▸ Exercise prompt:
Convert the items below into a JSON list of strings with one string per line, beginning at the line that contains "[point] at the woman in red" and stopping after the line that contains "[point] at the ceiling (one", and leave out any blank lines.

▸ Dataset extract:
══════

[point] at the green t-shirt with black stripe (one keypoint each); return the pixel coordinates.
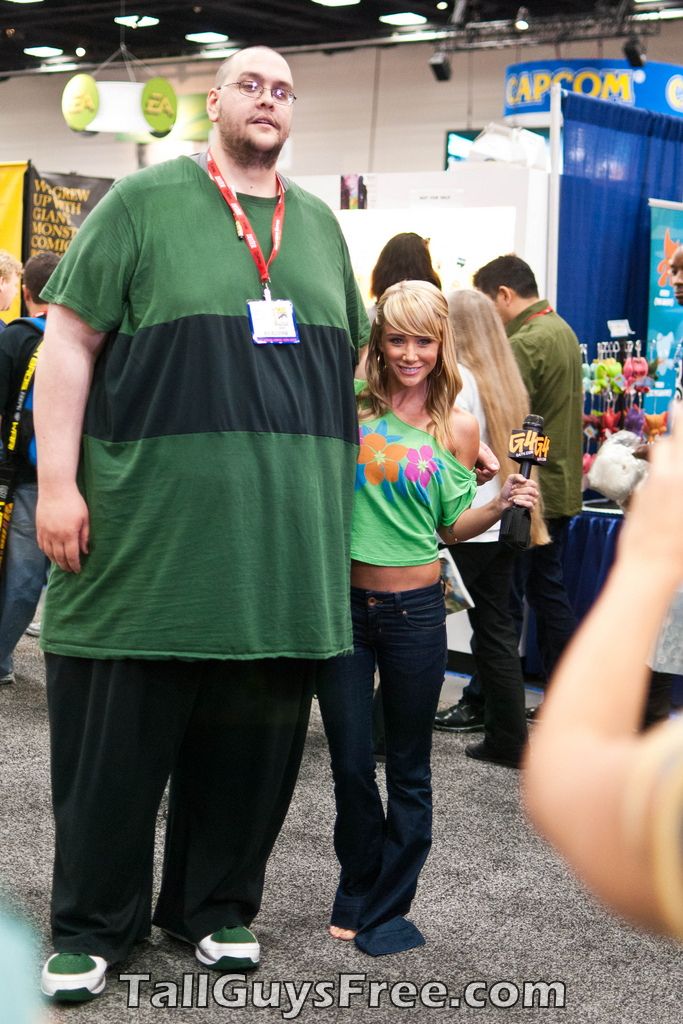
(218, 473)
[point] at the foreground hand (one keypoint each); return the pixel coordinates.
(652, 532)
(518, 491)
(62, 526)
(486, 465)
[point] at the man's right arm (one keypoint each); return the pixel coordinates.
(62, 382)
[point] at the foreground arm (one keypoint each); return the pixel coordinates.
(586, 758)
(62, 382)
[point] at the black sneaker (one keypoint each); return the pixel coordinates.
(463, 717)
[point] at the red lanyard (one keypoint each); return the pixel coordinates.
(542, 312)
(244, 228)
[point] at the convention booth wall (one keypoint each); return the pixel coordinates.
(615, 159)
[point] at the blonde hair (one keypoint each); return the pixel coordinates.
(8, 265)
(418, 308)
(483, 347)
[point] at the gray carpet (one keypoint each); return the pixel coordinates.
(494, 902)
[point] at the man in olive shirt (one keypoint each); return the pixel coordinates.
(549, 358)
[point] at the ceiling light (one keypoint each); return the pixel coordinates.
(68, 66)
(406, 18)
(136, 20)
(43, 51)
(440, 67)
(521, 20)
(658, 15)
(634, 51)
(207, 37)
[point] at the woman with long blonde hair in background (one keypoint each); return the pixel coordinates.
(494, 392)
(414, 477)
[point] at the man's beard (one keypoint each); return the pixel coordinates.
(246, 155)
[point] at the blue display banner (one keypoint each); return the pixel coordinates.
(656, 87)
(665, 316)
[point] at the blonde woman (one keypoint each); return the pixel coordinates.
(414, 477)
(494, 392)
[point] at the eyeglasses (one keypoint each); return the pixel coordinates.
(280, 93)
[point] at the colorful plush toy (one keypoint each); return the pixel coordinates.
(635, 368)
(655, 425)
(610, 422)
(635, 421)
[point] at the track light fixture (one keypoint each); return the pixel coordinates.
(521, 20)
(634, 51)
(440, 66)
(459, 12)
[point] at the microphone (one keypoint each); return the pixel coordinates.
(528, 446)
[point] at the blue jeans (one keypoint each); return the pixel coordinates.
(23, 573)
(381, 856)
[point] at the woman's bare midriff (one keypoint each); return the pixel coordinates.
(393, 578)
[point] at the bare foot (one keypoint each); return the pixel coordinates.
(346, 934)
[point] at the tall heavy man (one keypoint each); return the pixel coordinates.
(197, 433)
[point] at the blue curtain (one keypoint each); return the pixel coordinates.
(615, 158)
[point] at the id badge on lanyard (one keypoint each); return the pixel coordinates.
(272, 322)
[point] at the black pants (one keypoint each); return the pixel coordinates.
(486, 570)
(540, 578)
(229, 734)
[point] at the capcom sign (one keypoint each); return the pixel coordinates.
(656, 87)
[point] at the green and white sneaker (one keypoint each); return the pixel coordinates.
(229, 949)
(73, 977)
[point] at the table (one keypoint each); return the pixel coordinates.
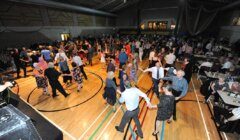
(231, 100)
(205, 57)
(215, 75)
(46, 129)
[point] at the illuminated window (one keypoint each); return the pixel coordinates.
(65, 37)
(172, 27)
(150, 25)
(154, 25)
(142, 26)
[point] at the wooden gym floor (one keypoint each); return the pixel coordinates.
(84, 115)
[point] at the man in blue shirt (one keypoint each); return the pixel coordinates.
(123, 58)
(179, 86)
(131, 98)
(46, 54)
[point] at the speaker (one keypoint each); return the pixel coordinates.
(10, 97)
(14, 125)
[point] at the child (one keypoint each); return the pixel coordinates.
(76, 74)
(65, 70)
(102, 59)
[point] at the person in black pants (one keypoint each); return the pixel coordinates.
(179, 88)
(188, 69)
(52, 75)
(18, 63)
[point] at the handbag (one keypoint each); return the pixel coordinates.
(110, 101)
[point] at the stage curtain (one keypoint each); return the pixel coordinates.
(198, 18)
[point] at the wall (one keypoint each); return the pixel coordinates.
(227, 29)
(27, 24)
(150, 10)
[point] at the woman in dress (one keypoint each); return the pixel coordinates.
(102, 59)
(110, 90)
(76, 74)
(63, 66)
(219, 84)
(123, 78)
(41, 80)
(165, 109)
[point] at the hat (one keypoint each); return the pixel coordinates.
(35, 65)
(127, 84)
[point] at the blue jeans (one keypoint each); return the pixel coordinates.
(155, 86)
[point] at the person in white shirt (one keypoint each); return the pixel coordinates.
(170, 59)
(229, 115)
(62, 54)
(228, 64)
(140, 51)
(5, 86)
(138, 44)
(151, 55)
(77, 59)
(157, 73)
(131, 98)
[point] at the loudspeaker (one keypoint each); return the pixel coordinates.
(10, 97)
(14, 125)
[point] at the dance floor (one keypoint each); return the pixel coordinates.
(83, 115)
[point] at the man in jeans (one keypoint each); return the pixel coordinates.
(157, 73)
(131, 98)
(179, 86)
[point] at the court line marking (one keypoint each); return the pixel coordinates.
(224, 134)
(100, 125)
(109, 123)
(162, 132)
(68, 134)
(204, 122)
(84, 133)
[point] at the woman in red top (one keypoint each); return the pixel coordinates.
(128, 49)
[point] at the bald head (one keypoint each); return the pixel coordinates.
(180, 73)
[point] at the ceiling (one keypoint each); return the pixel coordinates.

══════

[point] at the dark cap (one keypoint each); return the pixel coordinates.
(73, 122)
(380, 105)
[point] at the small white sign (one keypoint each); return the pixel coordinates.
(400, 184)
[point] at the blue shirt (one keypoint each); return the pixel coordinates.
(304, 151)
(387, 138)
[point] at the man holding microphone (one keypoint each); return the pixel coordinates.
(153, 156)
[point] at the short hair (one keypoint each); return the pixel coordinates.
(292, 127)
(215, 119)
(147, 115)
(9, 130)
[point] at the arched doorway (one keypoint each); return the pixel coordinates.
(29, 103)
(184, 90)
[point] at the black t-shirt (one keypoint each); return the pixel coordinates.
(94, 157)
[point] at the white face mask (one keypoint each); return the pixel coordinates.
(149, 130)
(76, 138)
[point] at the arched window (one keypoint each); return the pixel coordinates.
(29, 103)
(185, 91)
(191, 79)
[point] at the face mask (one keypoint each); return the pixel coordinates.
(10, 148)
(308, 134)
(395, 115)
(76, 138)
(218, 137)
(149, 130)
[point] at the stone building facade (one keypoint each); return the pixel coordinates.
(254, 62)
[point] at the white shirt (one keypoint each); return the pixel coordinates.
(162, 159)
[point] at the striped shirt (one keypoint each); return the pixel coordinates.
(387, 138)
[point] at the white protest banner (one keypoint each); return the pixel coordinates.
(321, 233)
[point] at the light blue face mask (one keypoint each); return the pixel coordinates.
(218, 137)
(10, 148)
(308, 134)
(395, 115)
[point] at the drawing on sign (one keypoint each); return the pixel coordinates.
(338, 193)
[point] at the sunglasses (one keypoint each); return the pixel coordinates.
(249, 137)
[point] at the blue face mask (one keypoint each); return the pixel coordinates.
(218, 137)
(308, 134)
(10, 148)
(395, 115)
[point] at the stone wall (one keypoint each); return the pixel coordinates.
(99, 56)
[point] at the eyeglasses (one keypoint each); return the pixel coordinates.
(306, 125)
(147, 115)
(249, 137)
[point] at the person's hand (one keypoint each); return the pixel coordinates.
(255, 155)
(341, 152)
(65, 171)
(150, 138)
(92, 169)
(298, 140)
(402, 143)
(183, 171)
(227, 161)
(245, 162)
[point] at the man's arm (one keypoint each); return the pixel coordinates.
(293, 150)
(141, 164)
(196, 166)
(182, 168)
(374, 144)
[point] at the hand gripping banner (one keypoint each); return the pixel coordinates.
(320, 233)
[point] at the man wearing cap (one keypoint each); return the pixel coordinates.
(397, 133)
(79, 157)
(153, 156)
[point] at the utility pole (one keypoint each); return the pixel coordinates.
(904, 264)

══════

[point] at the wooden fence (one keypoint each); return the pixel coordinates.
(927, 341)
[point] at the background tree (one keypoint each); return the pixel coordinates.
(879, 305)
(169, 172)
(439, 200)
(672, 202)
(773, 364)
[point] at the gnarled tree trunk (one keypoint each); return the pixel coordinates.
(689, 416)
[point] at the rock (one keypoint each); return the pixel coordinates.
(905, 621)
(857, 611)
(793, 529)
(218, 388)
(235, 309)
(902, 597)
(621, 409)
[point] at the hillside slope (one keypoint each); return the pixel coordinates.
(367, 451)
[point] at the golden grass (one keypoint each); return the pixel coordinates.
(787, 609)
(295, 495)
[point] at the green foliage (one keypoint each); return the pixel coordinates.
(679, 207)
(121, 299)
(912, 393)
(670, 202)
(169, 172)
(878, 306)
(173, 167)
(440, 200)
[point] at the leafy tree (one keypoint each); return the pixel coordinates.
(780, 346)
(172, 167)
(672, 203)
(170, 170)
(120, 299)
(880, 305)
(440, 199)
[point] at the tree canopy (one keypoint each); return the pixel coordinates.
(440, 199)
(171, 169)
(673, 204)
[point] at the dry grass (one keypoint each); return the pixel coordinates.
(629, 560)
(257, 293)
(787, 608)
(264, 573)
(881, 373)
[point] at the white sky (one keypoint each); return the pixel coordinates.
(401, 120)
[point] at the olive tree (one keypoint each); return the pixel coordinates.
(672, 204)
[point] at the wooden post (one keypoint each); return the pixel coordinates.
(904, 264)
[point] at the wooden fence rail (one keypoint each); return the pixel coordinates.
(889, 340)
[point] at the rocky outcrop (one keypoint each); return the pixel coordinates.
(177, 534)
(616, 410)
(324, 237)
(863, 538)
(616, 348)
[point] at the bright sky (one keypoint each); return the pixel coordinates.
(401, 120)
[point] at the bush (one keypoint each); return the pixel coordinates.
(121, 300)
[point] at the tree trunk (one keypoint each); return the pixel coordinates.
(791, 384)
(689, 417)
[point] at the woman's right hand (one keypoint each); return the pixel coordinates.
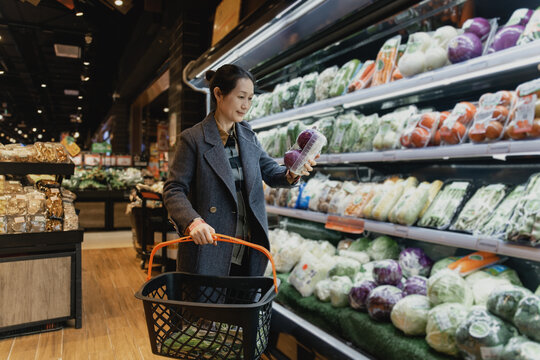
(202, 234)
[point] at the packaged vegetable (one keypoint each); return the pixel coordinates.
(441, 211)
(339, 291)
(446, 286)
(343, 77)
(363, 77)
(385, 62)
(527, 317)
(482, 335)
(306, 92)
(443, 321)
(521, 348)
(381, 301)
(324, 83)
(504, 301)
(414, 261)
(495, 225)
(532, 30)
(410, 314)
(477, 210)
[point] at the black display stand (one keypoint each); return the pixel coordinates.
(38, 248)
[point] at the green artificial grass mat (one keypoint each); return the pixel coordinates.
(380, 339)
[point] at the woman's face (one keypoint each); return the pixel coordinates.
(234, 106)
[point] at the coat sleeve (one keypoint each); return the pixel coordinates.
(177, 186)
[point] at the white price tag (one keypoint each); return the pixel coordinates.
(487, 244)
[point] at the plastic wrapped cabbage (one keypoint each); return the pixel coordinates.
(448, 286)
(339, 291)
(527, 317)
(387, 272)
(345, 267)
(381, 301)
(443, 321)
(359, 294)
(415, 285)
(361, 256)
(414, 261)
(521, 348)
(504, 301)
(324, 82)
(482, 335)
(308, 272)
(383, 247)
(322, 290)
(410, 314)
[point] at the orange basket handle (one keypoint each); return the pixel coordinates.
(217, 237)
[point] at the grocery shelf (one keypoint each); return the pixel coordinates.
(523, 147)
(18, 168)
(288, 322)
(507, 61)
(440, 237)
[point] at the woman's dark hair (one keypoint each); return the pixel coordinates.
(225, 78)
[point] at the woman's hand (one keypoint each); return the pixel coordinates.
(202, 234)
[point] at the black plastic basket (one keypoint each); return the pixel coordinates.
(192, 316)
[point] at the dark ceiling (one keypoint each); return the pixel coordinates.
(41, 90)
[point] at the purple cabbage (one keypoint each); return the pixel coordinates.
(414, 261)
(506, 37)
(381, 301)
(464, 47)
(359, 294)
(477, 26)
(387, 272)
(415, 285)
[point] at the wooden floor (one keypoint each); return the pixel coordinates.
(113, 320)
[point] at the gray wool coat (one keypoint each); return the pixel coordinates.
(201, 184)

══════

▸ Reply to the task:
[
  "[point] at the woman in red top (one keypoint each); return the pixel coordinates.",
  "(128, 49)",
  "[point] at the bald head (one keypoint each); return the pixel coordinates.",
  "(180, 73)",
  "[point] at the ceiling (one keypoint each); return the pixel coordinates."
]